Dataset content |
*****

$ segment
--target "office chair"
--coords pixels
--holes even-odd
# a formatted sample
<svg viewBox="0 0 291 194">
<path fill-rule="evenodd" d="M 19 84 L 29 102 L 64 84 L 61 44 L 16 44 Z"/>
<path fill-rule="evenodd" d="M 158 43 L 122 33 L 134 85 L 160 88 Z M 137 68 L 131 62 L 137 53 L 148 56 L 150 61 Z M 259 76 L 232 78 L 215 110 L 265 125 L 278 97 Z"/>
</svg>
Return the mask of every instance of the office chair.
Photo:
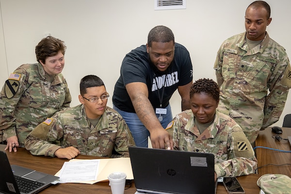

*****

Task requirements |
Copy the record above line for line, without changing any text, and leave out the picture.

The response |
$ segment
--target "office chair"
--coords pixels
--holes even-odd
# a formatted sample
<svg viewBox="0 0 291 194">
<path fill-rule="evenodd" d="M 19 84 L 29 102 L 64 84 L 61 44 L 16 44 Z"/>
<path fill-rule="evenodd" d="M 158 43 L 122 33 L 134 85 L 160 88 Z M 137 68 L 131 62 L 137 53 L 148 56 L 150 61 Z M 259 76 L 232 78 L 215 110 L 265 125 L 278 97 Z"/>
</svg>
Return the mask of every instance of the office chair.
Photo:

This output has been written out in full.